++++ INPUT DATA ++++

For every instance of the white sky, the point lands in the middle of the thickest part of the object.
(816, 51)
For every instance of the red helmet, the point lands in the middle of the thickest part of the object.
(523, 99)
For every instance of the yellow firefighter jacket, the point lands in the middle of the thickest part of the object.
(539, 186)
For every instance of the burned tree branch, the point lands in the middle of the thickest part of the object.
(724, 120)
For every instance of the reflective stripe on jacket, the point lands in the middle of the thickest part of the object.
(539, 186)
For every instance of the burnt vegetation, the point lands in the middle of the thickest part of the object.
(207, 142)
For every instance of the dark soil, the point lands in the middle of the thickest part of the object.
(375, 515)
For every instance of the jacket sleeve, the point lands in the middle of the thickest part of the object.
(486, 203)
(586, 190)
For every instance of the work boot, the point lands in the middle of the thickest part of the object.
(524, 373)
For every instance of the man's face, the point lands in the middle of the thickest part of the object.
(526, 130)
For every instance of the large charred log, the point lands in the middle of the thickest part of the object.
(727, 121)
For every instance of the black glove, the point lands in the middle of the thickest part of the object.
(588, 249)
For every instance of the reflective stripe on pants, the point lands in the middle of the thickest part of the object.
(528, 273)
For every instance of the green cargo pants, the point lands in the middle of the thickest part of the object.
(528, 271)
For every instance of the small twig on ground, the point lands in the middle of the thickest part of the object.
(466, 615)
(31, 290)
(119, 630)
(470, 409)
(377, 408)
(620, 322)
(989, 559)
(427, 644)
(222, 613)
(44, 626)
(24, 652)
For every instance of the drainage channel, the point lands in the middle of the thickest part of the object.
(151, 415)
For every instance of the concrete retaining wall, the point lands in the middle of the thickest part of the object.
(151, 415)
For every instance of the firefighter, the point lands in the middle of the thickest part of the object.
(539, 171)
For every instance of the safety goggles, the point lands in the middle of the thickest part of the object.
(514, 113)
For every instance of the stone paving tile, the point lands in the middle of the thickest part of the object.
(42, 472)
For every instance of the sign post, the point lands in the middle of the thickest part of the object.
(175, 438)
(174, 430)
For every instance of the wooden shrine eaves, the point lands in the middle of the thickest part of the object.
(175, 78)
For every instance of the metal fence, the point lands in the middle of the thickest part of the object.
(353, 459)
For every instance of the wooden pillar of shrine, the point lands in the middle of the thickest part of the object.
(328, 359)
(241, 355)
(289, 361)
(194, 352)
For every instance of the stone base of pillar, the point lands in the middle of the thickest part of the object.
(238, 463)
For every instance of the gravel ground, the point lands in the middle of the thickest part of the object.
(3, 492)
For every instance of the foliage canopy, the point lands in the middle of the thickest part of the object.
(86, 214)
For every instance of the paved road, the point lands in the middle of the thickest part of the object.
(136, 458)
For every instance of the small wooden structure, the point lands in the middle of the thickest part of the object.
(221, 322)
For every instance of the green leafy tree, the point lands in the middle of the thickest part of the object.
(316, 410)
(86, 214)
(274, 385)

++++

PROBLEM DETAILS: Edit all the items above by changing "thickest part" to "widest part" and leave everything else unchanged.

TASK OUTPUT:
For every instance of the white sky, the point lands in the middle of the widest part of the object.
(816, 51)
For every instance of the red helmet, the point lands in the middle of the widest part of the object.
(523, 99)
For every instance of the yellow firefighter jacket, the point lands in the middle of the widest part of the object.
(539, 186)
For every instance of the burned tree branch, the point lands in the middle of the widest part of the object.
(724, 120)
For every instance of the reflective stripe on jacket, the point lands in the middle of the widest part of the object.
(539, 186)
For every instance of the burnt vegetation, the point lands in the middle of the widest part of the object.
(207, 142)
For every instance of the dark soil, the point lands in the middle of the widest part of the object.
(375, 515)
For every instance of the jacket sleeve, the point lands in the middle of the widest part of the object.
(486, 203)
(586, 190)
For every instance of the work boot, the point lands in the middle of the widest part of the object.
(524, 373)
For every instance of the man's face, the point lands in the middle of the widest part of the object.
(526, 130)
For every instance of the large charred log, the point lands in the middle of the widest part of the object.
(727, 121)
For every instance of the black glove, the point lands in the middle of the widest part of the object.
(588, 249)
For every instance of the reflective stripe on pants, the point lands in the middle of the widest part of the object.
(528, 273)
For every instance of the green cargo pants, the point lands in the middle of the widest part of the object.
(528, 271)
For every instance of the small twig on ground, the point lands in the middle of the widest part of the object.
(466, 615)
(31, 290)
(119, 630)
(470, 409)
(377, 408)
(620, 322)
(989, 559)
(427, 644)
(222, 613)
(44, 626)
(24, 652)
For every instance of the drainage channel, the point lands in the middle of the widest part of the object.
(151, 415)
For every instance of the concrete retaining wall, the point lands in the middle of the widest part of the object.
(151, 415)
For every instance of the firefighter, the point lands in the middle of the widest part of the object.
(539, 171)
For every instance of the safety goggles, the point lands in the middle of the widest part of the object.
(514, 113)
For every instance of the stone paving tile, the point lands in the middle of the widest part of the object.
(42, 472)
For every instance of the sign post, the point lands in the middle of the widest part of the object.
(175, 438)
(174, 430)
For every instance of the wooden shrine eaves, the point lands in the middle of the widest part of the object.
(175, 78)
For every instance of the metal fence, the point lands in the middle of the widest part of the object.
(353, 459)
For every instance of the wooden pillar of shrine, the point lands in the middle of the widest part of the object.
(328, 359)
(241, 355)
(289, 361)
(194, 352)
For every instance of the stone base of pillar, the point lands in the middle of the widest part of the object.
(238, 463)
For every instance of the gravel ground, the point lands in the middle of the widest part of the object.
(3, 492)
For every instance of the foliage canopy, the point lands in the middle of the widest part of the object.
(86, 214)
For every instance of the paved road, the point lands in the middle of the widest part of the object.
(136, 458)
For every instance of the small wooden structure, the point lands in the middle of the widest part of the object.
(221, 322)
For every instance of the green leafy tree, the point lands in the middle of the widest part of the object.
(316, 410)
(86, 214)
(274, 385)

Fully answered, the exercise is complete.